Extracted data
__________

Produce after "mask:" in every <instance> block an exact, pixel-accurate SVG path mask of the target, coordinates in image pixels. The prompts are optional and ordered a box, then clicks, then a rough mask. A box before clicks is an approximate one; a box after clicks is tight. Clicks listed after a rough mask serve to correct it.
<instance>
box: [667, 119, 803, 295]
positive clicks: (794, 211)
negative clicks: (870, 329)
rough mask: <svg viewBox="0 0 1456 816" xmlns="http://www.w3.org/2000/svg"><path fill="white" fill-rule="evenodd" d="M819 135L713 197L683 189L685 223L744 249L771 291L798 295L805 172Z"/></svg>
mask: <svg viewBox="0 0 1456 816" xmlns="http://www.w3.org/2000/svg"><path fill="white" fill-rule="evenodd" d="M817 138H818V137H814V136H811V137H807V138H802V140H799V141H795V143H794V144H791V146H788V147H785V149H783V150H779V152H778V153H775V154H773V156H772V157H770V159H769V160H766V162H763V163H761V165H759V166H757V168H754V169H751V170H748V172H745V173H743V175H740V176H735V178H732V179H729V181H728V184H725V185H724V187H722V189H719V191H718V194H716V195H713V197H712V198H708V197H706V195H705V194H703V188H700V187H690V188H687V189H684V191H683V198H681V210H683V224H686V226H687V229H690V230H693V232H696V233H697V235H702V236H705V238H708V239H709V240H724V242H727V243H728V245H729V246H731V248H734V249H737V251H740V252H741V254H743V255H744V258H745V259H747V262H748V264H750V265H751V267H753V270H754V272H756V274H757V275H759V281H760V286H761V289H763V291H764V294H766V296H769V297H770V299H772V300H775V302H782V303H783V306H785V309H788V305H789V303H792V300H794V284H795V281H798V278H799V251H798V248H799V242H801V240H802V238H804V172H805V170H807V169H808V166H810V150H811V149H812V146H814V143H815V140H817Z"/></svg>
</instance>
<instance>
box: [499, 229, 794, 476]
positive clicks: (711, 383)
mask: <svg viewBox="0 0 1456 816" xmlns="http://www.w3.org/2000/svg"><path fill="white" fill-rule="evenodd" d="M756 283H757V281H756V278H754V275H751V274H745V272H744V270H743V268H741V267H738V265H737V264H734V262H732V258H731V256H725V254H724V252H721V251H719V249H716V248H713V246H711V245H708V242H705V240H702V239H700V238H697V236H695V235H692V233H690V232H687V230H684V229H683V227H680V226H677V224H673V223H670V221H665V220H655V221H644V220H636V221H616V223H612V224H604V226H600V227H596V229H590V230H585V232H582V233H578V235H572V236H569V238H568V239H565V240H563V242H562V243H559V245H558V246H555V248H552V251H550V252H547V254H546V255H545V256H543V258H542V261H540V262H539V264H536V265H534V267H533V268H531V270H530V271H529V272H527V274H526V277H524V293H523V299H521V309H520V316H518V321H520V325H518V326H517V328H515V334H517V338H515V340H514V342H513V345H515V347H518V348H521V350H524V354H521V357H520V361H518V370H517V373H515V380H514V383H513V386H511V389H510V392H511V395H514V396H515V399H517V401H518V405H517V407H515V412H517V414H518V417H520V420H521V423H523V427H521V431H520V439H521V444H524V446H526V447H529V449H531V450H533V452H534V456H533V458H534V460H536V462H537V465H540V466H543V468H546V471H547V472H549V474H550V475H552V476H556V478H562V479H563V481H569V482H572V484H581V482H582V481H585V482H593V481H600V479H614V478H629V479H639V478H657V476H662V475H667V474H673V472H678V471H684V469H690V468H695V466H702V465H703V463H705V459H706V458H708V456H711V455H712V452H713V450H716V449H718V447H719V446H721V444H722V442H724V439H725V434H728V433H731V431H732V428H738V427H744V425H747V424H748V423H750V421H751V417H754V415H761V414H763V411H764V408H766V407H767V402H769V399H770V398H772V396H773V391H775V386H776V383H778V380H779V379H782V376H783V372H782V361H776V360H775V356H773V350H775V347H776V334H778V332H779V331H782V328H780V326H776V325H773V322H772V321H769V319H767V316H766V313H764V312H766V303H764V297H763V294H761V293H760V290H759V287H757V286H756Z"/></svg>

__________

WHAT YOU SHOULD DO
Lay out each line of the data above as a JSON list of strings, one string per line, with blank lines omitted.

RESULT FOR THIS EXERCISE
[
  "Produce after \"mask:\" in every <instance> block an exact, pixel-accurate SVG path mask of the target, coordinates in image pixels. The prompts are optional and ordered a box, then clicks, then a rough mask. A box before clicks is an approximate one; a box after clicks is tight. Clicks listed after a rough mask serve to correct it.",
  "<instance>",
  "box: [667, 119, 803, 295]",
  "positive clicks: (794, 211)",
  "negative clicks: (870, 329)",
  "rough mask: <svg viewBox=\"0 0 1456 816\" xmlns=\"http://www.w3.org/2000/svg\"><path fill=\"white\" fill-rule=\"evenodd\" d=\"M819 135L713 197L683 189L685 223L744 249L771 291L798 295L805 172Z\"/></svg>",
  "mask: <svg viewBox=\"0 0 1456 816\" xmlns=\"http://www.w3.org/2000/svg\"><path fill=\"white\" fill-rule=\"evenodd\" d=\"M817 138H818V137H814V136H811V137H807V138H802V140H799V141H795V143H794V144H791V146H788V147H785V149H783V150H779V152H778V153H775V154H773V156H772V157H770V159H769V160H766V162H763V163H761V165H759V166H757V168H754V169H751V170H748V172H745V173H743V175H740V176H735V178H732V179H729V181H728V184H725V185H724V187H722V189H719V191H718V194H716V195H713V197H712V198H708V197H706V195H705V194H703V188H700V187H690V188H687V189H684V191H683V198H681V210H683V224H686V226H687V229H690V230H693V232H696V233H697V235H702V236H705V238H708V239H709V240H724V242H727V243H728V245H729V246H731V248H734V249H737V251H740V252H741V254H743V255H744V258H745V259H747V262H748V264H750V265H751V267H753V270H754V272H756V274H757V275H759V281H760V286H761V289H763V291H764V294H766V296H769V297H770V299H772V300H775V302H782V303H783V306H785V309H788V305H789V303H792V300H794V284H795V281H798V278H799V251H798V248H799V242H801V240H802V238H804V172H805V170H807V169H808V166H810V150H811V149H812V146H814V143H815V140H817Z\"/></svg>",
  "</instance>",
  "<instance>",
  "box: [499, 229, 794, 476]",
  "positive clicks: (711, 383)",
  "mask: <svg viewBox=\"0 0 1456 816\" xmlns=\"http://www.w3.org/2000/svg\"><path fill=\"white\" fill-rule=\"evenodd\" d=\"M756 283H757V281H756V278H754V275H751V274H745V272H744V270H743V268H741V267H738V265H737V264H734V262H732V258H731V256H725V254H724V252H721V251H719V249H716V248H713V246H711V245H708V242H705V240H702V239H700V238H697V236H695V235H692V233H690V232H687V230H684V229H683V227H680V226H677V224H673V223H670V221H665V220H655V221H644V220H636V221H616V223H612V224H604V226H600V227H596V229H590V230H585V232H582V233H578V235H572V236H569V238H568V239H565V240H563V242H562V243H559V245H558V246H555V248H552V251H550V252H547V254H546V255H545V256H543V258H542V261H540V262H539V264H536V265H534V267H533V268H531V270H530V271H529V272H527V274H526V277H524V293H523V299H521V309H520V316H518V321H520V325H518V326H517V328H515V334H517V338H515V340H514V342H513V345H515V347H518V348H521V350H524V354H521V357H520V361H518V370H517V373H515V380H514V383H513V386H511V389H510V392H511V395H514V396H515V399H517V401H518V405H517V407H515V412H517V414H518V417H520V420H521V423H523V427H521V431H520V439H521V444H524V446H526V447H529V449H531V450H533V452H534V456H533V458H534V460H536V462H537V465H540V466H543V468H546V471H547V472H549V474H550V475H552V476H556V478H562V479H563V481H569V482H572V484H581V482H582V481H585V482H593V481H600V479H614V478H629V479H639V478H657V476H662V475H667V474H673V472H678V471H684V469H690V468H695V466H702V465H703V463H705V459H706V458H708V456H711V455H712V452H713V450H716V449H718V447H719V446H721V444H722V442H724V439H725V434H728V433H731V431H732V428H738V427H744V425H747V424H748V423H750V421H751V417H754V415H761V414H763V411H764V408H766V407H767V402H769V399H770V398H772V396H773V391H775V386H776V383H778V380H779V379H782V376H783V372H782V361H776V360H775V356H773V350H775V347H776V334H778V332H779V331H782V328H780V326H776V325H773V322H772V321H769V319H767V316H766V313H764V312H766V303H764V297H763V294H761V293H760V290H759V287H757V286H756Z\"/></svg>"
]